Rewrite each of the entries below in full, requests included, multiplying every coordinate in the answers by 0.75 and rounding to the nearest whole number, with halves rounded up. Leave out the pictures.

Stored items
=======

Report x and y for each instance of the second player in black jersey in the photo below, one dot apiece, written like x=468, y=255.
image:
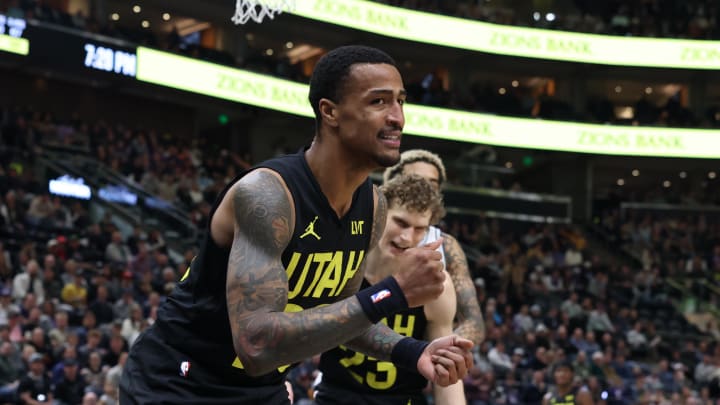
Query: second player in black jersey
x=349, y=377
x=278, y=274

=======

TASK OUTPUT
Report x and y for each instance of the second player in black jersey in the photo below, one dot apiece, written like x=468, y=255.
image:
Query: second player in black jersey
x=262, y=283
x=209, y=206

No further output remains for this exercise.